# LISTED ENTRIES

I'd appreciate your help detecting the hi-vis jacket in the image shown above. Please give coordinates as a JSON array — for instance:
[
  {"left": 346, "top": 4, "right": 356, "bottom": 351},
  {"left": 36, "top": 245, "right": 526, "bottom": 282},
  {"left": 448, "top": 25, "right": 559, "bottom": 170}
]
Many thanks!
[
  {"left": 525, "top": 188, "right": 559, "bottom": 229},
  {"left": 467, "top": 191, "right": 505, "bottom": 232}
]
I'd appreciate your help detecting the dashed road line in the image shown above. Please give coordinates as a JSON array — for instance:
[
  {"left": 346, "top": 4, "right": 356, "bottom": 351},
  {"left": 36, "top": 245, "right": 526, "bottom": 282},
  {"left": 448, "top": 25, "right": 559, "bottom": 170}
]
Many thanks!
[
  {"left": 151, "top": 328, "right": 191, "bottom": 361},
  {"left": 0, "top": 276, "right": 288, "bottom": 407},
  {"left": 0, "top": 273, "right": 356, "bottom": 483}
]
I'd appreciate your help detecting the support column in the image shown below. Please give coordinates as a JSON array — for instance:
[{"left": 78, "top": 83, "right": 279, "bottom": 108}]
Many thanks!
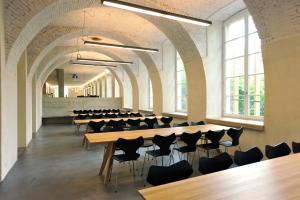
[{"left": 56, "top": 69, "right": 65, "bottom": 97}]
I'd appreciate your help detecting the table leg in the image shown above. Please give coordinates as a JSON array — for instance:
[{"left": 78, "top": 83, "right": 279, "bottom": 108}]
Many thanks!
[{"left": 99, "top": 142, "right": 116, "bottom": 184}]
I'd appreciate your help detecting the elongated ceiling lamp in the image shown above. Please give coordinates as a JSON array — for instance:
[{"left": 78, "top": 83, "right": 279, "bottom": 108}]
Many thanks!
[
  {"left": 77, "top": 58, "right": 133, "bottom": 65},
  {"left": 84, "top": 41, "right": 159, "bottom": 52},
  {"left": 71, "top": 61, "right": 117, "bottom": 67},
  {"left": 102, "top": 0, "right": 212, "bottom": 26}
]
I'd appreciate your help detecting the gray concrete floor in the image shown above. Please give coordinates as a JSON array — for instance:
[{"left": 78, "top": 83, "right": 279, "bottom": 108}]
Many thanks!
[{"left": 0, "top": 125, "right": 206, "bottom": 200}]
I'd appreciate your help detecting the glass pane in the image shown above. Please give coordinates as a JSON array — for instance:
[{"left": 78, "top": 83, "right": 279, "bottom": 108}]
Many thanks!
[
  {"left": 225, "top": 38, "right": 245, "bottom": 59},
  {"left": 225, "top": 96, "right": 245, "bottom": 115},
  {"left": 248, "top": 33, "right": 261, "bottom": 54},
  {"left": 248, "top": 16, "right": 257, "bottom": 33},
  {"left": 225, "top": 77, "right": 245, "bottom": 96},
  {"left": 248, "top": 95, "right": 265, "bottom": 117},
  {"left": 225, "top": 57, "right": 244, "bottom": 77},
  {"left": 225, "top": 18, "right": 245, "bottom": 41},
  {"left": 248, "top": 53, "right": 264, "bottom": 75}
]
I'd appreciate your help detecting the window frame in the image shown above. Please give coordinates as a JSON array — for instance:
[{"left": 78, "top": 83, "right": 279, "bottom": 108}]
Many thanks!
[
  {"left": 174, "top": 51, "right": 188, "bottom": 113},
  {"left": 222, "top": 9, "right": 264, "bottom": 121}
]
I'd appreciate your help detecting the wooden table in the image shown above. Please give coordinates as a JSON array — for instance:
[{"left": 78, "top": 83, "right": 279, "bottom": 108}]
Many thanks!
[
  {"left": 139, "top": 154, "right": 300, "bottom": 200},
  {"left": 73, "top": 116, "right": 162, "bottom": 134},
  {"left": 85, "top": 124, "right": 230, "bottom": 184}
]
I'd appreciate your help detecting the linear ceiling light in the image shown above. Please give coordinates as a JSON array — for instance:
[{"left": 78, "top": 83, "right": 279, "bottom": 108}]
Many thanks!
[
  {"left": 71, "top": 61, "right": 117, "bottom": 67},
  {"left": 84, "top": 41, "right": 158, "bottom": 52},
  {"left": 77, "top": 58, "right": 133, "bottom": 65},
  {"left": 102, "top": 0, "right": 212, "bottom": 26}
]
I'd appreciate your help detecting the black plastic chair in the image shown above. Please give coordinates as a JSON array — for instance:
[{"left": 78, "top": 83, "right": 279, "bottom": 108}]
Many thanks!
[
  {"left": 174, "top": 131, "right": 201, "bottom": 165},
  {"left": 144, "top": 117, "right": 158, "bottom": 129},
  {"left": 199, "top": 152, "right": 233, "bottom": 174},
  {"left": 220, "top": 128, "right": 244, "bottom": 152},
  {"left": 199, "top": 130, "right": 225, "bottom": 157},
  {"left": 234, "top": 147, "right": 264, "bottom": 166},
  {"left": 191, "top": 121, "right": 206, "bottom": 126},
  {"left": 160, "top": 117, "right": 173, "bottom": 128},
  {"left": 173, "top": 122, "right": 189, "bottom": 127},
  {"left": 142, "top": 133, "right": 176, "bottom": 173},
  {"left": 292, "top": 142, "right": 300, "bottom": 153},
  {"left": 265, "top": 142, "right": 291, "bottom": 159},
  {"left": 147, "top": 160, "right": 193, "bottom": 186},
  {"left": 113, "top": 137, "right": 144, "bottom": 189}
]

--

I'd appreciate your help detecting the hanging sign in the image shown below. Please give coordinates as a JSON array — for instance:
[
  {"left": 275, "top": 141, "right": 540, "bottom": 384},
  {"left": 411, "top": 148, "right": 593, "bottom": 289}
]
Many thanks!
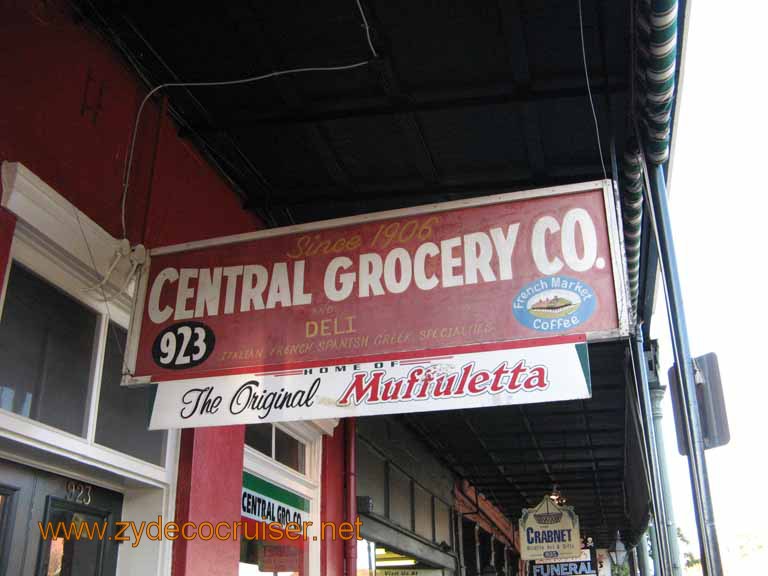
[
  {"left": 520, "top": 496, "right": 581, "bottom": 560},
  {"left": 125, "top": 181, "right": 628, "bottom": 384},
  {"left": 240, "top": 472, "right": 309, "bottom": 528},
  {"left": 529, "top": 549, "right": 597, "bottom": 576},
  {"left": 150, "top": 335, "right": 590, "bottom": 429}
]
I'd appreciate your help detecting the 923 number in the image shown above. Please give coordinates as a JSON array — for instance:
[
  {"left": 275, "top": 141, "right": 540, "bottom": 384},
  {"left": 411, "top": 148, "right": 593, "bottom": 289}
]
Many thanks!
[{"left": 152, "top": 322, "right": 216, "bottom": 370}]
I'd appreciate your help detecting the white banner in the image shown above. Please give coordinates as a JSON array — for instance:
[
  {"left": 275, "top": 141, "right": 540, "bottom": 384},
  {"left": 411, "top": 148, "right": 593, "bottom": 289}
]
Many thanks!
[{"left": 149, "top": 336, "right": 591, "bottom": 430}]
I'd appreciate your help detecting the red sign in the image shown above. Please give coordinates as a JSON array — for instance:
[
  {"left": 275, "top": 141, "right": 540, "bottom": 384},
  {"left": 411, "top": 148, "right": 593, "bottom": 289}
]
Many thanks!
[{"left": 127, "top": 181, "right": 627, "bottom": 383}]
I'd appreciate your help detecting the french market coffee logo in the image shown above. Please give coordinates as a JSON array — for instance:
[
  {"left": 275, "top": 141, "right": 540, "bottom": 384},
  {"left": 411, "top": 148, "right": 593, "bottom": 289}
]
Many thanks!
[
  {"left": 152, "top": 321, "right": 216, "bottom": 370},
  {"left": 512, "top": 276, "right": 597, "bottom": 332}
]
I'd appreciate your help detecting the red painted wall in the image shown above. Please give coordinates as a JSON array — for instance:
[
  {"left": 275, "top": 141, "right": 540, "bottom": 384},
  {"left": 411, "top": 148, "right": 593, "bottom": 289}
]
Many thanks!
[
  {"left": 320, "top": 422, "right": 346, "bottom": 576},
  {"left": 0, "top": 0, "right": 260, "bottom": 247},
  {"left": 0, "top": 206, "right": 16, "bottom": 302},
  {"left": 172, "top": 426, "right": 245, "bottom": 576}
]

# TASK TO COMPLETE
Gather every line above that contains the word "ceiling", matching case exactly, and copy each one in full.

# IN RESPONSE
I'd appreciate your help detecting the elongated ceiling lamp in the image shown above. Please give coordinates as a JSON array — for instance:
I'd appreciate your help detecting the linear ceiling light in the image shown above. Please give coordinates as a JSON array — for instance:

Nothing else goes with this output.